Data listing

Begin

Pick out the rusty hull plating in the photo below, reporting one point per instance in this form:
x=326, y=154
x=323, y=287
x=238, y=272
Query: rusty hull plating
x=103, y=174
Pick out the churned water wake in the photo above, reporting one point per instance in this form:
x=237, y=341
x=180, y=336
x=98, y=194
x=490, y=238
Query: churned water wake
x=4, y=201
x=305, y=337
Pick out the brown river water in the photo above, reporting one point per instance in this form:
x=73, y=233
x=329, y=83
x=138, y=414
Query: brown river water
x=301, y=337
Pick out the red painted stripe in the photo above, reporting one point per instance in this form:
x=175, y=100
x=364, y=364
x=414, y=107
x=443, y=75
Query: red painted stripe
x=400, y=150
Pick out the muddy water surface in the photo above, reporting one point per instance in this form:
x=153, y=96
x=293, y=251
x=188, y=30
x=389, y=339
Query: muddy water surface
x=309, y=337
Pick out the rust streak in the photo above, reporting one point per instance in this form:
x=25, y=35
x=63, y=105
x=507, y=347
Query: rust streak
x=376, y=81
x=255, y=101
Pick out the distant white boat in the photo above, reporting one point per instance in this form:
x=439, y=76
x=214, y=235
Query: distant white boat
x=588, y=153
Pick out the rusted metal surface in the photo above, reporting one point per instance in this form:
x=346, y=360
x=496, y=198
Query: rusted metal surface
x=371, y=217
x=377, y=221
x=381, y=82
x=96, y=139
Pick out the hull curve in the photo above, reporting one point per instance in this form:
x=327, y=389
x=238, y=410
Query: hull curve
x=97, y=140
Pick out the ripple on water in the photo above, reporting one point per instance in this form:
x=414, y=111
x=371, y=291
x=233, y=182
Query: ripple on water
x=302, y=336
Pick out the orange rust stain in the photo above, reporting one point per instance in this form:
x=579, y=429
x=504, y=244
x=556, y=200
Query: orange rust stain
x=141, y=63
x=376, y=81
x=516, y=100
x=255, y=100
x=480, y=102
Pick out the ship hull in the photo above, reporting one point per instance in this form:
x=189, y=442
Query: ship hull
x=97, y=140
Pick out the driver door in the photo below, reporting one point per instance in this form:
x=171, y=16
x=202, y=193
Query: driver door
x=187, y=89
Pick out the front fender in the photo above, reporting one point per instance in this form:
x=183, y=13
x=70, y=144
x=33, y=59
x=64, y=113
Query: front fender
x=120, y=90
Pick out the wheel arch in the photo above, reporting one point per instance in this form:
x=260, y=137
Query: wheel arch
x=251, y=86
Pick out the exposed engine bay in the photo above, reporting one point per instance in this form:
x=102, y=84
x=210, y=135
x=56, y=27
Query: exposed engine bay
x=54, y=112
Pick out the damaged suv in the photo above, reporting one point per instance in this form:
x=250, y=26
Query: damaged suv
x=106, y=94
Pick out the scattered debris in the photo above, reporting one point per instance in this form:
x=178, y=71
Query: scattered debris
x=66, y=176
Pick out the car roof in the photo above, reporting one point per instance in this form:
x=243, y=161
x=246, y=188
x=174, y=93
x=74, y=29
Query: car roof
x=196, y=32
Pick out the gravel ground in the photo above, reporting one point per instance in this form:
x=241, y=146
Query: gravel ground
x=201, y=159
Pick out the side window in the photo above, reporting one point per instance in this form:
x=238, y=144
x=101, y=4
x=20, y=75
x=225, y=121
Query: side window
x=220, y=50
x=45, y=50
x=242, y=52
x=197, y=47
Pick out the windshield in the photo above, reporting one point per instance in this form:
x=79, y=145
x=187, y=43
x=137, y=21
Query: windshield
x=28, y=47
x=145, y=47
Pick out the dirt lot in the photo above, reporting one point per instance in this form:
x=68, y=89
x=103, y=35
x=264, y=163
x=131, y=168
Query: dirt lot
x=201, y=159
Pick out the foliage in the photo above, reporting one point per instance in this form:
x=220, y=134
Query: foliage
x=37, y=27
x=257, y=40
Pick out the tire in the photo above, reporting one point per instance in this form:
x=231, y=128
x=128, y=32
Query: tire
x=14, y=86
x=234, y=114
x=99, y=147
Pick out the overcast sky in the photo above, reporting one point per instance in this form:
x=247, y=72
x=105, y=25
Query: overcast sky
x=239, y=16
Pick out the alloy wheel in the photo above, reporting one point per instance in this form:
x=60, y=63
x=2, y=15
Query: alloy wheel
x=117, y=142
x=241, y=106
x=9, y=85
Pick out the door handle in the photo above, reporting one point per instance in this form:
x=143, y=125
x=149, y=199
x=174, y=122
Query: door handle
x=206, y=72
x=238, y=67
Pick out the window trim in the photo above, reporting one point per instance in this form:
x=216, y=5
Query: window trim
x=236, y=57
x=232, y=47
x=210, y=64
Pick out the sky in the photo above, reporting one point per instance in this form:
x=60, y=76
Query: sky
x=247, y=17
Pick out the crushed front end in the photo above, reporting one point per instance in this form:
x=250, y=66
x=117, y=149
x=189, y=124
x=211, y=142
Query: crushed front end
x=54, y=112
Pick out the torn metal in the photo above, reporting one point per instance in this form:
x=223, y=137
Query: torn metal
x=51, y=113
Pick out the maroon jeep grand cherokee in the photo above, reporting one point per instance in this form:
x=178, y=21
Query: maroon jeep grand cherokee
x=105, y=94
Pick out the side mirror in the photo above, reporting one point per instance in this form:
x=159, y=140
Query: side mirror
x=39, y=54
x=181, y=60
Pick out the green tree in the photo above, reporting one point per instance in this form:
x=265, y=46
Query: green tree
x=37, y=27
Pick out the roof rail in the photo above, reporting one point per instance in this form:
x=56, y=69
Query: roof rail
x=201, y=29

End

TASK REQUIREMENTS: Rewrite every line of the data above as a numbered list, leaving out any blank lines.

ANSWER TO THE EXERCISE:
1. Pick out the rusty hull plating in the photo below, reporting one point per instance in this form:
2. x=326, y=154
3. x=323, y=287
4. x=238, y=272
5. Query: rusty hull plating
6. x=103, y=174
7. Pick out the churned water wake in the photo above, reporting one point per instance in this form:
8. x=237, y=341
9. x=180, y=336
10. x=98, y=194
11. x=490, y=238
12. Query: churned water wake
13. x=4, y=201
14. x=305, y=337
15. Pick out the brown river water in the photo above, reporting one point per instance in this form:
16. x=73, y=233
17. x=329, y=83
18. x=138, y=414
19. Query: brown river water
20. x=301, y=337
21. Pick out the red painted stripe in the photo above, reporting one point per instance in this form:
22. x=175, y=100
23. x=364, y=364
24. x=414, y=107
25. x=443, y=75
26. Query: red painted stripe
27. x=400, y=150
28. Pick out the muddy water surface in the photo above, reporting one point per instance in this form:
29. x=153, y=96
30. x=293, y=251
31. x=188, y=30
32. x=389, y=339
33. Query: muddy water surface
34. x=309, y=337
35. Pick out the rust streak in the photo above, reporting one point per instance in this form:
36. x=25, y=35
37. x=63, y=105
38. x=507, y=347
39. Query: rust streak
40. x=376, y=81
41. x=255, y=101
42. Pick out the distant white boat in the photo above, reporting one point per instance in this form:
43. x=439, y=76
44. x=214, y=235
45. Query: distant white boat
46. x=588, y=153
47. Pick out the rusted metal surface in the photo above, reporting one point per instance in this form:
48. x=346, y=360
49. x=496, y=198
50. Query: rusted metal surface
51. x=371, y=217
52. x=377, y=221
53. x=381, y=82
54. x=96, y=139
55. Pick out the hull curve in the photo above, reporting one point per instance in this form:
56. x=327, y=389
57. x=238, y=410
58. Query: hull curve
59. x=97, y=140
60. Pick out the ripple on water in the photo above, reporting one point per instance in this form:
61. x=414, y=111
62. x=371, y=291
63. x=233, y=182
64. Query: ripple on water
65. x=302, y=336
66. Pick out the orange rust stain in the photo above, reporting one point per instance in this form:
67. x=579, y=429
68. x=504, y=244
69. x=556, y=200
70. Query: orange rust stain
71. x=141, y=63
72. x=376, y=81
73. x=516, y=100
74. x=255, y=100
75. x=480, y=102
76. Pick out the ship hull in the photo above, reporting one point per instance in this form:
77. x=189, y=442
78. Query: ship hull
79. x=97, y=140
80. Pick out the driver door in the photo below, reporting one point per instance in this form:
81. x=171, y=16
82. x=202, y=193
83. Query: driver door
84. x=187, y=89
85. Pick out the front fender in the photo above, reporting one point per instance in this form:
86. x=183, y=13
87. x=70, y=144
88. x=33, y=59
89. x=64, y=113
90. Query: front fender
91. x=120, y=90
92. Pick out the wheel arch in the photo above, reporting one point per instance in this form:
93. x=260, y=137
94. Query: wheel arch
95. x=251, y=86
96. Pick out the exposed engine bay in the photo above, reporting one point per instance in this form:
97. x=102, y=84
98. x=210, y=135
99. x=56, y=27
100. Query: exposed engine bay
101. x=54, y=112
102. Pick out the damaged suv in the photo above, reporting one point per instance in this form:
103. x=250, y=26
104. Query: damaged suv
105. x=106, y=94
106. Pick out the scattered debris in the photo above, reporting one point per instance in this form:
107. x=178, y=71
108. Query: scattered debris
109. x=66, y=176
110. Pick out the car roof in the photo above, reporting one point per instance in this form:
111. x=243, y=161
112. x=246, y=188
113. x=174, y=93
114. x=74, y=29
115. Query: car roof
116. x=196, y=32
117. Pick out the gravel ground in the photo above, reporting one point per instance in this form:
118. x=241, y=146
119. Query: gravel ground
120. x=201, y=159
121. Pick out the side window in the photo above, reporting one point per instance in this form:
122. x=238, y=144
123. x=101, y=4
124. x=20, y=75
125. x=225, y=121
126. Query: side window
127. x=220, y=50
128. x=45, y=50
129. x=242, y=52
130. x=197, y=47
131. Pick out the windshield in the photo above, reporting one point per instance in this form:
132. x=79, y=145
133. x=187, y=43
134. x=137, y=21
135. Query: windshield
136. x=28, y=47
137. x=145, y=47
138. Pick out the dirt lot in the photo above, reporting one point per instance in this form:
139. x=68, y=89
140. x=103, y=35
141. x=264, y=163
142. x=131, y=168
143. Query: dirt lot
144. x=201, y=159
145. Pick out the foliage in the photo above, reporting one point per instance in this form:
146. x=220, y=134
147. Query: foliage
148. x=37, y=27
149. x=257, y=40
150. Pick out the tire in the photo above, reporting one point per instance in this form:
151. x=231, y=128
152. x=128, y=32
153. Query: tire
154. x=14, y=86
155. x=234, y=114
156. x=99, y=147
157. Pick out the overcast sky in the photo above, reporting one point per instance in this form:
158. x=247, y=72
159. x=105, y=25
160. Query: overcast sky
161. x=239, y=16
162. Pick out the alloy wheel in the photo above, reporting one point per instance in this form:
163. x=60, y=63
164. x=2, y=15
165. Query: alloy wheel
166. x=117, y=142
167. x=241, y=106
168. x=9, y=85
169. Pick out the door handle in the photo above, reporting one point per instance in this form:
170. x=143, y=125
171. x=149, y=199
172. x=174, y=122
173. Query: door handle
174. x=206, y=72
175. x=238, y=67
176. Pick out the window trim in the photo above, reporting one point per instance in this form:
177. x=216, y=5
178. Query: window trim
179. x=236, y=57
180. x=232, y=47
181. x=210, y=64
182. Pick out the sky in the photo above, reporting one point per instance in this form:
183. x=60, y=76
184. Query: sky
185. x=247, y=17
186. Pick out the crushed front end in the photo above, reporting one point per instance in this form:
187. x=250, y=66
188. x=117, y=149
189. x=189, y=124
190. x=211, y=142
191. Query: crushed front end
192. x=54, y=112
193. Pick out the torn metal in the photo above, reporting one point per instance in this form:
194. x=223, y=137
195. Query: torn metal
196. x=51, y=113
197. Pick out the maroon jeep grand cherokee in the photo above, reporting one point per instance in this form:
198. x=178, y=21
199. Query: maroon jeep grand cherokee
200. x=105, y=94
201. Pick out the side mirror in the photo above, reporting one point per instance in this form:
202. x=159, y=140
203. Query: side mirror
204. x=39, y=54
205. x=181, y=60
206. Pick out the green tree in the photo above, reporting one point per instance in this form:
207. x=265, y=46
208. Query: green tree
209. x=37, y=27
210. Pick out the roof rail in the photo above, reporting one point per instance in this form:
211. x=56, y=69
212. Query: roof rail
213. x=201, y=29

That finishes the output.